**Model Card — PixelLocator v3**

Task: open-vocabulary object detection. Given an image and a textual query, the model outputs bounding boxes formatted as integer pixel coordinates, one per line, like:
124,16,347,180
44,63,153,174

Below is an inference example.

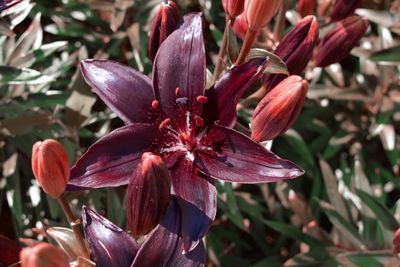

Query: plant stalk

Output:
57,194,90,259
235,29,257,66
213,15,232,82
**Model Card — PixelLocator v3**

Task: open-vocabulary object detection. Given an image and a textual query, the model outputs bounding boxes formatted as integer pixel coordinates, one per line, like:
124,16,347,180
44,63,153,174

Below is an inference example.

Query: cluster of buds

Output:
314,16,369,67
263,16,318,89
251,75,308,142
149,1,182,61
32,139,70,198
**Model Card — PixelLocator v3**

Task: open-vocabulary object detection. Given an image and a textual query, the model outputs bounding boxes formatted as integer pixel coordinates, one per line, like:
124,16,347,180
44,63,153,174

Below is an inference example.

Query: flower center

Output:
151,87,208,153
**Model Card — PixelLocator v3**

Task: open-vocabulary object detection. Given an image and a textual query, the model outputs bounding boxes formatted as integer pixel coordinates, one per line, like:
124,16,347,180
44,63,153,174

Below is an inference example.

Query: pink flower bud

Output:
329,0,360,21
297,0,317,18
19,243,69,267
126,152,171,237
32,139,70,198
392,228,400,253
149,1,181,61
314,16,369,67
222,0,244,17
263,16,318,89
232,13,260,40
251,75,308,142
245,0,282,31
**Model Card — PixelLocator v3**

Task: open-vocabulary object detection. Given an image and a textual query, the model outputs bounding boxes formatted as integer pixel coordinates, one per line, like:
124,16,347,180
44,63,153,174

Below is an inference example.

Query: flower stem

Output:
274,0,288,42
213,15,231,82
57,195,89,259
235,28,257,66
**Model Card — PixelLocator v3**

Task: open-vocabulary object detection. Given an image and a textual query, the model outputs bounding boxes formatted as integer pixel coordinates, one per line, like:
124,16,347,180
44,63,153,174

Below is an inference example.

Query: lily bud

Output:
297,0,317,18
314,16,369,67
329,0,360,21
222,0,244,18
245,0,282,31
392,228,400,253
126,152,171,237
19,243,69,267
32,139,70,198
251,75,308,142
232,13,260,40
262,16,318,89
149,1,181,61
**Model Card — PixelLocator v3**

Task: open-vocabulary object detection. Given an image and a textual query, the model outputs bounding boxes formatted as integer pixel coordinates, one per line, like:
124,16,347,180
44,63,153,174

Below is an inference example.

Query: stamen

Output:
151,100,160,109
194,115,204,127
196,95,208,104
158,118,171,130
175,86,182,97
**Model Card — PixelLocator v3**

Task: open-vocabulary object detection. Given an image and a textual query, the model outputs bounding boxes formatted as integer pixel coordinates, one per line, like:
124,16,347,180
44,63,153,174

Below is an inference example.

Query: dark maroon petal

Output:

□ □ □

• TASK DIRECTIONS: Your copy should match the records word for word, with the pictures removed.

• RESPONSE TO THE EXERCISE:
**Model Card — PixelLocator v3**

Task: open-vocabulary object detection. Given an image and a textual query, the model outputs bounding boxes formatted as integer pixel coordinates, one per line, like:
124,16,347,180
44,63,153,174

Below is an inference example.


Query: plant stalk

Output:
57,194,90,259
235,29,257,66
213,15,232,82
**Model Card — PixelLocator v3**

Task: open-vocabulary object detection. Given an image and a textual query, the model outputs bounding boxes formatted as integer pixel coordinates, one per line, like:
124,16,347,180
44,63,153,174

Below is an inference example.

Query: cluster of buds

Output:
314,16,369,67
263,16,318,89
251,75,308,142
149,1,182,61
32,139,70,198
**Model Card — PixelLocator v3**

Task: open-vocabulary object detection. Given an image and a textual query, the model outputs bounding boxes formatted as integer pixel coordinates, one per line, like:
124,16,347,180
44,63,153,174

Below is an inference example.

Query: flower center

Output:
151,87,208,153
**Model Card — PixelLocator v3**

Task: open-vocabulary object detection. Given an image and a textual query, the model outputs bounding boxes formatted as integer pixel coordinates, one per line, like:
124,16,347,180
44,63,153,174

Below is an inference example.

Query: pink flower bud

Output:
329,0,360,21
297,0,317,18
19,243,69,267
126,152,171,237
32,139,70,198
392,228,400,253
149,1,181,61
314,16,369,67
222,0,244,17
263,16,318,89
232,13,260,40
251,75,308,142
245,0,282,31
**Model Card — PixelLocator v3**

Task: open-vocabulary object detection. Given an image and a textual query, the model outputs bounding boxes formatted as integer pixel coordinates, one per line, like:
124,16,347,180
44,63,153,174

Below is an inference example.

Query: flower stem

Output:
274,0,288,42
213,15,231,82
57,195,89,259
235,28,257,66
**Model Card — PixelLocator v3**

Task: open-vocabulary object detection. Given an image and a textual query, the model outputs bounding boxes formatted as integer pixel coordinates, one per line, like:
124,16,347,180
44,63,153,174

Below is an inference example.

Query: lily bud

Output:
297,0,317,18
314,16,369,67
329,0,360,21
222,0,244,18
245,0,282,31
392,228,400,253
126,152,171,237
19,243,69,267
32,139,70,198
251,75,308,142
232,13,260,40
262,16,318,89
149,1,181,61
**Model Card — PixelLocator v3**

Task: open-vocabulary object detection. Given an image and a textual query, the model outputs bounding boxes formatted as integer pixel coordinates, one per line, like:
124,16,347,180
44,63,153,174

Below is an inference example.

Query: stamen

Output:
151,100,160,109
194,115,204,127
196,95,208,104
158,118,171,130
175,86,182,97
**Model Card — PixelLocator v3**

Task: open-vocabulary object detection. Given an image and a textual query, the model outputs bounding boxes formatted as integer pixel coordinates, one per line, like:
124,16,347,180
44,63,153,174

Below is an inference example.

Query: dark maroon petal

Output:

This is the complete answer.